# [Kurze Aufgabe]
Welche Zeilen im folgenden Material enthalten das Wort „checker“? Liste jede davon vollständig auf.

# [Aufgelistetes Material]
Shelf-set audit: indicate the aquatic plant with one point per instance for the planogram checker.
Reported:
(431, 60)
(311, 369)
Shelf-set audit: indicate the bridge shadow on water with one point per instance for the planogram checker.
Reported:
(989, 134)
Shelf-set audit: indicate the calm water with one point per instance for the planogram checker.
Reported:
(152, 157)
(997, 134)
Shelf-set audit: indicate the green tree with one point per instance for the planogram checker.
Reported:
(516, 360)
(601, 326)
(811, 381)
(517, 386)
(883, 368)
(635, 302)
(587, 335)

* * *

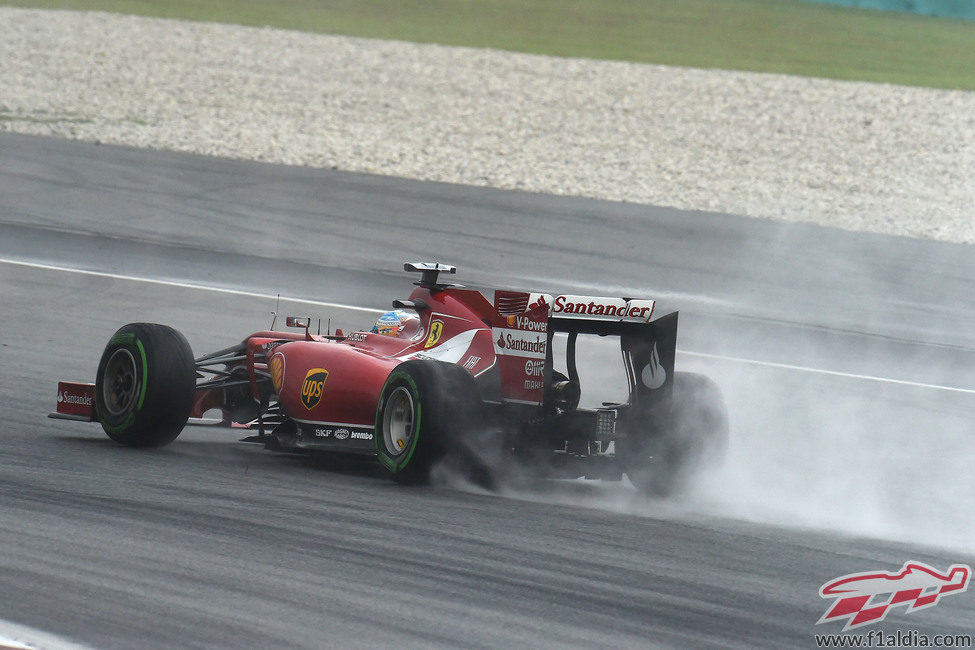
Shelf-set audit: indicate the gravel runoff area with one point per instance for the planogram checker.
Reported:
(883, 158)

# [Antwort zur Aufgabe]
Shelf-set audit: indicate the aquatic plant with one point per instance for the planogram checker.
Shelf-set audit: indicate the bridge shadow on water with one point per instance for the planogram checker.
Shelf-set audit: indicate the calm water with one point per instance for the planogram checker.
Shelf-set audit: indicate the green tree with one point per instance for the planogram checker.
Shelf-set audit: indicate the gravel runoff area with one point per instance for the planogram checker.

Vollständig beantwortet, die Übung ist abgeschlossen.